# What is being asked
Omit the pictures, then write out every entry exactly as it reads.

Object position labeling entries
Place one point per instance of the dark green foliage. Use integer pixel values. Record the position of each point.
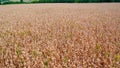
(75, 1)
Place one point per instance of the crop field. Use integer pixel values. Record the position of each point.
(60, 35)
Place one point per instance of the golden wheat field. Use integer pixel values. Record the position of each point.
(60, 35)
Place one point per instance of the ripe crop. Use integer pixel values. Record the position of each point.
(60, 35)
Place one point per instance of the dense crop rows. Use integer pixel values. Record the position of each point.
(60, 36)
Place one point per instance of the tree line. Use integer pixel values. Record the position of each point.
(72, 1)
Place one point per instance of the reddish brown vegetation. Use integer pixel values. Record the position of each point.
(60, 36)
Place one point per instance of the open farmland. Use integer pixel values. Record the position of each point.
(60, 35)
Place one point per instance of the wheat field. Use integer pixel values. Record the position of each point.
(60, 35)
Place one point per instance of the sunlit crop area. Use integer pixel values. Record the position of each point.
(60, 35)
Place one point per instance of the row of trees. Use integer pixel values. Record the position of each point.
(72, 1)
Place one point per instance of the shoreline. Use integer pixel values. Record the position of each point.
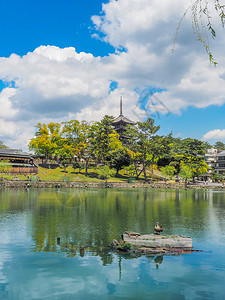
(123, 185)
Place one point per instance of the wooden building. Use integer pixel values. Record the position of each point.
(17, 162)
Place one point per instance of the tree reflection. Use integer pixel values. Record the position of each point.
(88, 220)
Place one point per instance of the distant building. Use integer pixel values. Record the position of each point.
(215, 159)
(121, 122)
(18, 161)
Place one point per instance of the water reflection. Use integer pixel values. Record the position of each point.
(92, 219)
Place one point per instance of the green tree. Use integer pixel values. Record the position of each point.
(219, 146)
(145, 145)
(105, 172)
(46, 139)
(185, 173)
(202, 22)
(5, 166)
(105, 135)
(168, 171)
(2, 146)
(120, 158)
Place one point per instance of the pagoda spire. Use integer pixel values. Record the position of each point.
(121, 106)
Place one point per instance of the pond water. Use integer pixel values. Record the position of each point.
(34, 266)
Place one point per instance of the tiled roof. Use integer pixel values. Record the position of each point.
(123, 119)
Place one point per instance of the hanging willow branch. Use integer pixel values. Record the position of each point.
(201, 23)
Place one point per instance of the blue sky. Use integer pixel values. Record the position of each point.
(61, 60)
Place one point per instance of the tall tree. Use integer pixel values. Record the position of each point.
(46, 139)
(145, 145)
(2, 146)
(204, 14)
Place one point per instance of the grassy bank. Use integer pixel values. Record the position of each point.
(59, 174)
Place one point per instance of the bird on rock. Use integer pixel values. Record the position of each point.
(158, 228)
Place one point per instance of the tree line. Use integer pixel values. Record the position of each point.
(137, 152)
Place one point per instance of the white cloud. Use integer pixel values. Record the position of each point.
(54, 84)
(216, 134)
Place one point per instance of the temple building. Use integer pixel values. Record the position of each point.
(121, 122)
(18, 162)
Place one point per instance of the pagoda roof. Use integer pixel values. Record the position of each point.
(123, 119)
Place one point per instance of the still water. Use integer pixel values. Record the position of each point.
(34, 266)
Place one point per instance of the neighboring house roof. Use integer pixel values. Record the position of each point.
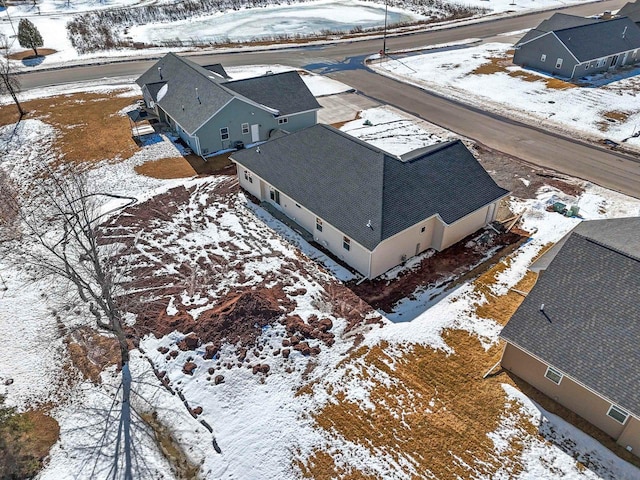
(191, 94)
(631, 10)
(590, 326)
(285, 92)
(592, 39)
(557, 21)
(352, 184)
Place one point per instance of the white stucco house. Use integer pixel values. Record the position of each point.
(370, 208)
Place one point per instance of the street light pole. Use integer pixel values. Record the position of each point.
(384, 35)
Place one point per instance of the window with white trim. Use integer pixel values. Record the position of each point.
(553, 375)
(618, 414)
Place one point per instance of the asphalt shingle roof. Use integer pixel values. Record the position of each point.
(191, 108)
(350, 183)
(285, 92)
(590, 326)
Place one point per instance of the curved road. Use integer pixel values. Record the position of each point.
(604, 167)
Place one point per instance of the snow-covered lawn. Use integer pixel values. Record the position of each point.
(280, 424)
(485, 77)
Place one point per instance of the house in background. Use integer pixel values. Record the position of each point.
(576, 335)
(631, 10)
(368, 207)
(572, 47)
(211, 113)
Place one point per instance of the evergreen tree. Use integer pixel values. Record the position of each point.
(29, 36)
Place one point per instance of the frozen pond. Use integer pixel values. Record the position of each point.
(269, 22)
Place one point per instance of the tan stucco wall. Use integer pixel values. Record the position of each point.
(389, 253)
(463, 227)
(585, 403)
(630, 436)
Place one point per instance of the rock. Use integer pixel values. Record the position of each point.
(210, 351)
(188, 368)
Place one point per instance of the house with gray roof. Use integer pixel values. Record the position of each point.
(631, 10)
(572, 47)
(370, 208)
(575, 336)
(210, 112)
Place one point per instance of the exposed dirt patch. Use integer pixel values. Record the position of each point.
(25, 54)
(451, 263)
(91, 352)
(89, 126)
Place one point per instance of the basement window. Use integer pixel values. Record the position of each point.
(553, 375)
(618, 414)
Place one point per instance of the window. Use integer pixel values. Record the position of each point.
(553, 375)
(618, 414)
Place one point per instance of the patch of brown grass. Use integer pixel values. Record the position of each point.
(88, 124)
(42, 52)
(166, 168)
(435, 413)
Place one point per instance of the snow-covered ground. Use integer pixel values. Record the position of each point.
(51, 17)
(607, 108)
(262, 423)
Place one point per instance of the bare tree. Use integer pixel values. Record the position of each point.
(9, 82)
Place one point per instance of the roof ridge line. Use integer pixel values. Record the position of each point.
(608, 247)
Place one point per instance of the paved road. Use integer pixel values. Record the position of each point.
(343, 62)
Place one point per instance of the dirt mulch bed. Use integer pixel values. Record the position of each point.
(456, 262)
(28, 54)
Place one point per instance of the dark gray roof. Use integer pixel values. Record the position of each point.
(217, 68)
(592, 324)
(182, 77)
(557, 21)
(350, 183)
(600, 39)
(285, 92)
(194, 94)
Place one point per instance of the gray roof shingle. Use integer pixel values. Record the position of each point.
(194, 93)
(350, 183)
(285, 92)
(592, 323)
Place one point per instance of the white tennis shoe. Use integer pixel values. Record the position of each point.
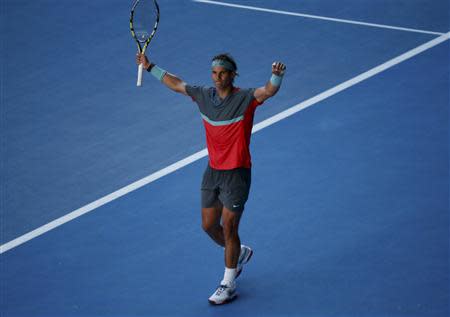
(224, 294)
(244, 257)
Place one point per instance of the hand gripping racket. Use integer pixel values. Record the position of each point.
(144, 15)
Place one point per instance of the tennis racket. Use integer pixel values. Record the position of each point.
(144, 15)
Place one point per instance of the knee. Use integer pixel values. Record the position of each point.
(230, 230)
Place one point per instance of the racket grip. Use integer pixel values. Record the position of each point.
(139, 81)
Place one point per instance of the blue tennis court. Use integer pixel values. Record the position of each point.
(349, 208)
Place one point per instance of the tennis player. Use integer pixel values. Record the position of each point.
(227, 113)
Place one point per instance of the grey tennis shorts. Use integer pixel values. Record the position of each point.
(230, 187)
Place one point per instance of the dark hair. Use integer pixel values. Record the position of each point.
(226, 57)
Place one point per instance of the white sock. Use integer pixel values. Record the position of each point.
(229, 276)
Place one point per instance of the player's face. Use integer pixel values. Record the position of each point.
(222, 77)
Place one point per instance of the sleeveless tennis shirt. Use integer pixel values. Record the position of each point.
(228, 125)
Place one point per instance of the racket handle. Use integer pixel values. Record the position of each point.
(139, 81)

# Solution below
Place one point per instance of the dark green foliage. Use integer pixel values. Record the position of each point.
(75, 1)
Place one point per instance of the crop field. Use integer pixel values. Record the position of each point.
(60, 35)
Place one point per instance of the golden wheat field. Use integer pixel values. Record the position of each point.
(60, 35)
Place one point per instance of the ripe crop. Use integer pixel values. Record the position of each point.
(60, 35)
Place one point per instance of the dense crop rows. Use integer pixel values. Record the position of each point.
(60, 36)
Place one point per instance of the tree line. Use integer pixel values. Record the position of each point.
(72, 1)
Place one point per instance of the reddish brown vegetation. Use integer pixel values. Record the position of each point.
(60, 36)
Place one point per instance of the open farmland. Use integer pixel values. Record the position of each point.
(60, 35)
Place one point per instance of the wheat field. Use integer pixel values. Record the position of each point.
(60, 35)
Place one point per instance of the sunlit crop area. Use integer pixel values. Record the position of each point.
(60, 35)
Place one point per instance of the row of trees. Use integer pixel values. Record the position of each point.
(72, 1)
Place one point per instance of the shoreline. Use integer pixel values. Record the position of each point.
(123, 185)
Place one point per instance of the wooden building. Use integer pixel values. Record the position of each point.
(17, 162)
Place one point per instance of the tree reflection. Use integer pixel values. Record the position of each point.
(88, 220)
Place one point per instance of the distant building. Use integer pixel values. Record the position of each point.
(215, 159)
(121, 122)
(18, 161)
Place one point per instance of the water reflection. Use integer pixel values. Record the position of each point.
(92, 219)
Place one point per instance of the green tree. Use integer pixel values. Record the position of each point.
(219, 146)
(145, 145)
(105, 172)
(46, 139)
(185, 173)
(202, 22)
(5, 166)
(105, 135)
(168, 171)
(2, 146)
(120, 158)
Place one point per instance of the pagoda spire. Use integer pixel values. Record the position of each point.
(121, 106)
Place one point per instance of the pond water. Use integer pixel values. Record the position of each point.
(34, 266)
Place one point per instance of the tiled roof. Use integer pixel values. Record the position of each point.
(123, 119)
Place one point per instance of the hanging willow branch. Use integer pixel values. Record the position of each point.
(201, 23)
Place one point per instance of the blue sky. Use integer pixel values. Record the position of each point.
(61, 60)
Place one point per instance of the tall tree. Use integer pixel values. Record the position of each point.
(46, 139)
(145, 145)
(2, 146)
(204, 14)
Place one point per instance of the grassy bank. Use integer pixel values. Record the position of each point.
(59, 174)
Place one point per instance of the bird on rock. Use integer pixel values. Record the position of each point.
(158, 228)
Place one point per instance of the tree line. Use integer pixel values. Record the position of each point.
(137, 152)
Place one point per instance of the white cloud. Use integer pixel values. Record the position of each point.
(54, 84)
(216, 134)
Place one point per instance of the temple building. Use integer pixel values. Record the position of each point.
(121, 122)
(18, 162)
Place one point per instance of the pagoda roof. Use integer pixel values. Record the position of each point.
(123, 119)
Place one point per instance of the still water. Use integer pixel values. Record the position of each point.
(34, 266)
Place one point per instance of the neighboring house roof. Use integer pixel values. Record the position of each point.
(191, 94)
(631, 10)
(590, 326)
(285, 92)
(592, 39)
(557, 21)
(352, 184)
Place one point per instance of the white stucco house. Use integer pixel values. Record the position of each point.
(370, 208)
Place one point per instance of the street light pole. Use integer pixel values. Record the position of each point.
(384, 35)
Place one point per instance of the window with white trim. Use integer pixel values. Record the position of each point.
(553, 375)
(618, 414)
Place one point per instance of the asphalt shingle roof. Use integer pixel values. Record the position of each point.
(191, 108)
(350, 183)
(285, 92)
(590, 326)
Place one point per instance of the curved road. Use integer pixel values. Record the position of each point.
(604, 167)
Place one point per instance of the snow-covered lawn. Use integer pixel values. Record the position of each point.
(280, 424)
(485, 77)
Place one point per instance of the house in background. Use integer pixel values. Record the position of each point.
(576, 335)
(631, 10)
(368, 207)
(572, 47)
(211, 113)
Place one point per instance of the evergreen tree. Use integer pixel values. Record the position of each point.
(29, 36)
Place one point per instance of the frozen pond. Use integer pixel values. Record the position of each point.
(269, 22)
Place one point per instance of the tan stucco wall. Use integer pixel values. Record the position of each point.
(389, 253)
(463, 227)
(585, 403)
(630, 436)
Place one point per instance of the rock. Use integer pixel values. Record the position of each point.
(210, 351)
(188, 368)
Place one point per instance of the house with gray roof. Use integer pixel values. Record the position of each point.
(631, 10)
(572, 47)
(370, 208)
(575, 336)
(210, 112)
Place one point per instance of the exposed dirt patch. Use integer pixel values. Record the position of each point.
(25, 54)
(451, 263)
(91, 352)
(89, 126)
Place one point per instance of the basement window. Use integer pixel values. Record the position of each point.
(553, 375)
(618, 414)
Place one point per instance of the window. Use integer pixel values. Record the position of each point.
(553, 375)
(618, 414)
Place one point per instance of the patch of brown grass. Use integer pixel values. Record the position of each point.
(88, 124)
(42, 52)
(166, 168)
(435, 413)
Place one point per instance of the snow-covered ground. Use integer pixel values. Record the position of each point.
(51, 17)
(607, 108)
(262, 423)
Place one point per instance of the bare tree. Use integer pixel values. Record the position of each point.
(9, 82)
Place one point per instance of the roof ridge line. Use integer pixel values. Record the position of each point.
(608, 247)
Place one point per instance of the paved road. Use integer pixel values. Record the position of each point.
(343, 62)
Place one point per instance of the dirt mulch bed. Use integer pixel values. Record the position of each point.
(456, 262)
(28, 54)
Place one point per instance of the dark gray roof. Use integer pixel values. Record the position of each point.
(217, 68)
(592, 324)
(182, 77)
(557, 21)
(350, 183)
(600, 39)
(285, 92)
(194, 94)
Place one point per instance of the gray roof shingle. Use integer pixel values. Record the position of each point.
(194, 93)
(350, 183)
(285, 92)
(592, 323)
Place one point per instance of the white tennis shoe. Use integer pixel values. Record the position of each point.
(224, 294)
(244, 257)
Place one point per instance of the hand gripping racket. Use integer pixel values. Record the position of each point.
(144, 15)
Place one point per instance of the tennis racket. Use integer pixel values. Record the position of each point.
(144, 15)
Place one point per instance of the knee. Use integer pixel values. Record the position of each point.
(230, 230)
Place one point per instance of the racket grip. Use integer pixel values. Record the position of each point.
(139, 81)
Place one point per instance of the blue tennis court. Use integer pixel values. Record the position of each point.
(349, 208)
Place one point per instance of the tennis player. Use integer pixel values. Record the position of each point.
(227, 113)
Place one point per instance of the grey tennis shorts. Use integer pixel values. Record the position of each point.
(230, 187)
Place one point per instance of the dark hair. Use integer pixel values. Record the position of each point.
(226, 57)
Place one point per instance of the white sock. Use integer pixel values. Record the position of each point.
(229, 276)
Place one point per instance of the player's face. Use integer pixel values. Record the position of each point.
(222, 77)
Place one point per instance of the sleeveless tennis shirt. Use integer pixel values. Record the position of each point.
(228, 125)
Place one point per instance of the racket handle. Use integer pixel values. Record the position of each point.
(139, 81)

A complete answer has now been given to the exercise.